Welfare

La professione di mezzo

trend I mediatori culturali sono ormai 5mila. Luci e ombre di un lavoro col futuro assicurato

di Redazione

Questura di Roma, sportello immigrazione. È ora di punta: la coda è lunga e le facce di operatori e clienti sono visibilmente stanche. Ma del girone dantesco che ti saresti immaginato nessuna traccia. Basso il volume delle voci, paziente l’attesa del turno. «È così da quando sono arrivati i mediatori culturali, prima era un susseguirsi di litigi, risse, insulti. Grazie a loro, stress e ansia di un luogo “a rischio” come questo si sono ridotti a livelli minimi», dice Alvaro Sanchez Castillo, italo-colombiano, uno che se ne intende: da dieci anni coordinatore del servizio di mediazione linguistico-culturale del Cies, Centro informazione educazione allo sviluppo, ente che più di tutti in Italia si occupa di formazione e inserimento lavorativo dei mediatori. «Il lavoro di mediazione è sempre più richiesto», spiega Sanchez Castillo, «solo nella nostra banca dati ci sono almeno 600 persone, che parlano 80 lingue diverse e trovano impiego in campo giudiziario, socio-sanitario, scolastico, penitenziario, nella Pubblica amministrazione». Ma quanti sono oggi i mediatori d’Italia, come vengono formati, qual’è la loro retribuzione e quali le prospettive? A queste e altre domande Vita ha cercato risposta con un viaggio nella galassia della mediazione, «un mestiere», aggiunge il coordinatore del Cies, «dalle potenzialità immense, tanto riconosciuto quanto travisato».

[Dati di etichettatura a punti su foto]
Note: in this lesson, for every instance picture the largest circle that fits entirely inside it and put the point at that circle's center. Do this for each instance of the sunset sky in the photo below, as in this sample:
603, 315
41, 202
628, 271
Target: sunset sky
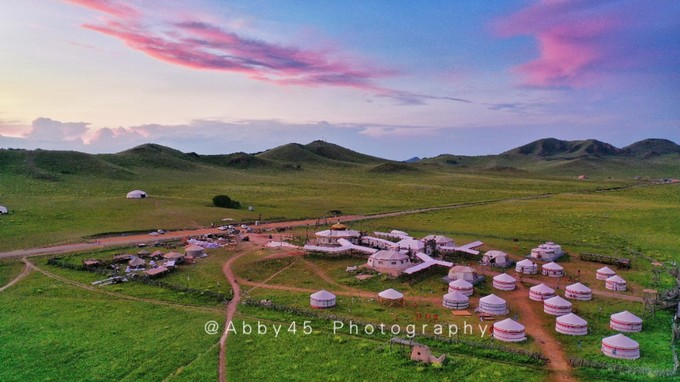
389, 78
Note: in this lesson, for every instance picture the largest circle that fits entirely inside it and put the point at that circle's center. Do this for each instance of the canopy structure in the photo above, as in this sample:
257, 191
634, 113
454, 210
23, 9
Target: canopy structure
493, 305
455, 300
557, 306
508, 330
578, 291
552, 269
625, 322
615, 283
604, 273
541, 292
620, 346
504, 282
572, 325
461, 286
322, 299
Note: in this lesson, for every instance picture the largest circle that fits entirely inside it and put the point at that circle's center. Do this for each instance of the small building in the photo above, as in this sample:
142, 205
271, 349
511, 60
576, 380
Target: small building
578, 291
552, 269
625, 322
556, 306
541, 292
504, 282
620, 346
615, 283
455, 300
571, 325
322, 299
508, 330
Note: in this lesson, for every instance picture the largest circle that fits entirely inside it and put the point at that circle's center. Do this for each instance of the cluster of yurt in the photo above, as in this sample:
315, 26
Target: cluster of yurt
527, 267
322, 299
493, 305
508, 330
455, 300
579, 292
552, 269
504, 282
556, 306
572, 325
461, 286
615, 283
541, 292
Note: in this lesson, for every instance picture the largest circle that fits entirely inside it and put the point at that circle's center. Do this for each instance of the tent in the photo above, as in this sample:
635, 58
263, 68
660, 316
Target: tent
461, 286
504, 282
552, 269
571, 324
322, 299
620, 346
136, 194
493, 305
578, 291
604, 273
508, 330
557, 306
615, 283
541, 292
455, 300
625, 322
526, 266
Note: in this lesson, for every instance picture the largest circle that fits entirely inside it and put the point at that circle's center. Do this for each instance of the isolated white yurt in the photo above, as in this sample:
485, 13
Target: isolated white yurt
541, 292
572, 325
526, 266
578, 291
322, 299
504, 282
604, 273
508, 330
461, 286
615, 283
493, 305
557, 306
620, 346
552, 269
625, 322
455, 300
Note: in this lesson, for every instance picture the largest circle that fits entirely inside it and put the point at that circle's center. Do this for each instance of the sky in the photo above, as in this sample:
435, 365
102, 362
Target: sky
391, 78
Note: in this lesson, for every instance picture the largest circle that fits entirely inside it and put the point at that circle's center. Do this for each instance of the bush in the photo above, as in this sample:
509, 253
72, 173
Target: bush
225, 201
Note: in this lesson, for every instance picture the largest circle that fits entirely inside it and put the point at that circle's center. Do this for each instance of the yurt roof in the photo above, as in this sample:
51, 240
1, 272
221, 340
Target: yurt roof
323, 295
620, 341
509, 325
572, 319
626, 316
391, 294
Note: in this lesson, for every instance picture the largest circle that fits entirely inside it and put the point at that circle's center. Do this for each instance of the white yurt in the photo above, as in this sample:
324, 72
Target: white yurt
136, 194
625, 322
391, 297
557, 306
508, 330
322, 299
572, 325
578, 291
526, 266
552, 269
615, 283
455, 300
461, 286
493, 305
504, 282
604, 273
541, 292
620, 346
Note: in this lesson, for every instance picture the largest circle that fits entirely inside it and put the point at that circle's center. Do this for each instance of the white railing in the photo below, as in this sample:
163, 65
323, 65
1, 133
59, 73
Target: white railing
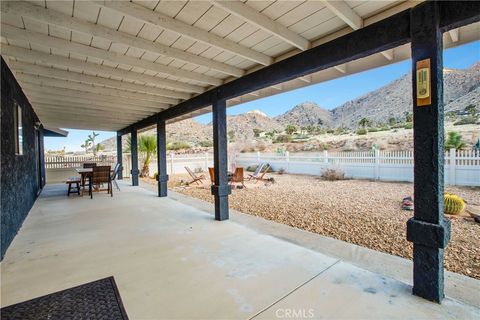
461, 167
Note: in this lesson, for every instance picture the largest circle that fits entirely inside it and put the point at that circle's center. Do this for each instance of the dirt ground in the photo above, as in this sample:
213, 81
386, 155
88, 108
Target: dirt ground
366, 213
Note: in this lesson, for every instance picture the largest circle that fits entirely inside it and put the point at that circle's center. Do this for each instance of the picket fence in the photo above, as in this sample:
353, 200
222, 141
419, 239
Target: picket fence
462, 167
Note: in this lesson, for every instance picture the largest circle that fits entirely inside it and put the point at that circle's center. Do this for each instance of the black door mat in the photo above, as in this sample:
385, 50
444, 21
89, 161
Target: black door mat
94, 300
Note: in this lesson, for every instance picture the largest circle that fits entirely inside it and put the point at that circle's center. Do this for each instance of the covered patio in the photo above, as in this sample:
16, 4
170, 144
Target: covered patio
126, 66
171, 260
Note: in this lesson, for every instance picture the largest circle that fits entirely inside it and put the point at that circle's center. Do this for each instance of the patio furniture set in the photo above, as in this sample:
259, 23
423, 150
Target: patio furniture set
234, 177
97, 177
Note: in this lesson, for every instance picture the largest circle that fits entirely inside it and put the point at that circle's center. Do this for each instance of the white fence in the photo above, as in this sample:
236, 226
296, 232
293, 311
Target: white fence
461, 167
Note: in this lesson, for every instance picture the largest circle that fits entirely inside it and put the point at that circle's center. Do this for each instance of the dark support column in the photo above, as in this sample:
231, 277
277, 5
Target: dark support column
221, 188
428, 231
119, 156
134, 152
162, 158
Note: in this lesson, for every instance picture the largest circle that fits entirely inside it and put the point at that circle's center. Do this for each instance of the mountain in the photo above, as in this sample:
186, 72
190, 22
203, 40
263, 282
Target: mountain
305, 114
394, 99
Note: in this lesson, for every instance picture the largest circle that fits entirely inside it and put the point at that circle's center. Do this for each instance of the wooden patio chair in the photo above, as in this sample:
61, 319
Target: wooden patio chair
259, 176
101, 175
195, 179
238, 177
211, 172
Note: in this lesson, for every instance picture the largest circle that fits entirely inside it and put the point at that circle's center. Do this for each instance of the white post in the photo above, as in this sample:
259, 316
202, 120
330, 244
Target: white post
287, 160
206, 161
452, 167
377, 164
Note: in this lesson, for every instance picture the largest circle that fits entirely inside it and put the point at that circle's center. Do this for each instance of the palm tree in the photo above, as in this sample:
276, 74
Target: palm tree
91, 138
454, 141
364, 122
147, 144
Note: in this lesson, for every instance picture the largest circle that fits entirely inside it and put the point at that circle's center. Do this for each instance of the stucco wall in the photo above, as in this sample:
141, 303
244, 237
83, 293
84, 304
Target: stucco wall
19, 184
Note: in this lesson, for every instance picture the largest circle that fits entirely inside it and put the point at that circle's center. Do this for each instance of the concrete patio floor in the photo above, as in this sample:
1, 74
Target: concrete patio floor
170, 259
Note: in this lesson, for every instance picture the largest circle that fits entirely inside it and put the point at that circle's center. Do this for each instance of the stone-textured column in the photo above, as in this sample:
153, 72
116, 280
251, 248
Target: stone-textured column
162, 176
134, 152
221, 189
428, 231
119, 156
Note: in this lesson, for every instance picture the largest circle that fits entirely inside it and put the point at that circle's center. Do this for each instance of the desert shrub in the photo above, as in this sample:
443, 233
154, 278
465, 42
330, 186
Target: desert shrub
178, 145
283, 138
361, 131
466, 120
206, 143
333, 175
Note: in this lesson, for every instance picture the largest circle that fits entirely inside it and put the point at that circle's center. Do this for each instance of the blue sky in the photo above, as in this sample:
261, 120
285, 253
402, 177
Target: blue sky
328, 94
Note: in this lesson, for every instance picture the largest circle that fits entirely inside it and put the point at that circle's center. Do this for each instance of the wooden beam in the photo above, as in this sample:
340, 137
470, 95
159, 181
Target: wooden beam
55, 60
220, 189
260, 20
28, 68
159, 19
52, 17
344, 12
162, 176
41, 39
342, 68
45, 81
81, 95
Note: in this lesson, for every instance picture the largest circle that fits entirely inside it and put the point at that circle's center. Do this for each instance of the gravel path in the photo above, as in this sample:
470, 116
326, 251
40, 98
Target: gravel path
365, 213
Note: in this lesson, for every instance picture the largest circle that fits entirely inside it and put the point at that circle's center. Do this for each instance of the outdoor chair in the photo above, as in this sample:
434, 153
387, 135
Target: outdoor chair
100, 175
195, 179
238, 177
115, 174
260, 172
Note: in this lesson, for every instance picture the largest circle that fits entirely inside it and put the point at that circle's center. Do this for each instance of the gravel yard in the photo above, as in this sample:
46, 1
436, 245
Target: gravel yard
365, 213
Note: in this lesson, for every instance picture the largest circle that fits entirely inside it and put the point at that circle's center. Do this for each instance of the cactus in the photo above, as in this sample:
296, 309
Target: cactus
453, 204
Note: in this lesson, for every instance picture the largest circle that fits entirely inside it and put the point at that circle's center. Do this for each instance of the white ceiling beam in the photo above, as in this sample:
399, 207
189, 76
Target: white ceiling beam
342, 10
45, 58
80, 103
49, 16
52, 82
75, 94
159, 19
454, 34
389, 54
79, 77
113, 57
342, 68
260, 20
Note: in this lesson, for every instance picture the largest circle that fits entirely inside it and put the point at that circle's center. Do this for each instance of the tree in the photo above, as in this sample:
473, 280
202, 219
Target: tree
91, 139
454, 141
290, 129
364, 122
471, 109
86, 145
147, 144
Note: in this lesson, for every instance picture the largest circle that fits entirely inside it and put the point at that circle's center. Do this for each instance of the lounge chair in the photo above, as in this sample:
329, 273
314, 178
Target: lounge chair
238, 177
260, 172
195, 179
100, 175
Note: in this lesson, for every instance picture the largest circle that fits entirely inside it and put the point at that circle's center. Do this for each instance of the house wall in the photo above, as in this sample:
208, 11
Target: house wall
19, 183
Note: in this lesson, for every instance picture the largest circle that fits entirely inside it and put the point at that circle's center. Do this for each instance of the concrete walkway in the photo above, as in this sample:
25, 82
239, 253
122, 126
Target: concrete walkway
172, 260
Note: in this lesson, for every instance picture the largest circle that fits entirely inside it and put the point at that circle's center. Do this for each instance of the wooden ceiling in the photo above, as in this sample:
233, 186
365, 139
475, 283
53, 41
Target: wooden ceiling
107, 64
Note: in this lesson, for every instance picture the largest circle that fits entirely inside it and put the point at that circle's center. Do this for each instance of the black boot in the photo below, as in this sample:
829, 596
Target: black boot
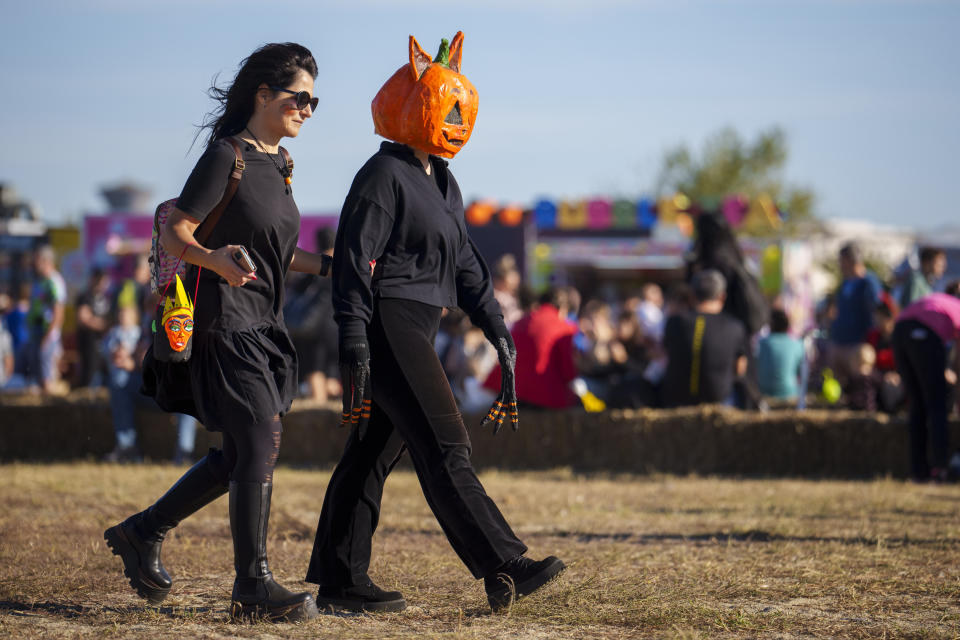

Richiesta scritta
Nel testo sui mediatori culturali, quante persone ci sono nella banca dati del Cies e quante lingue parlano?

Risultato del compito
Almeno 600 persone, che parlano 80 lingue diverse.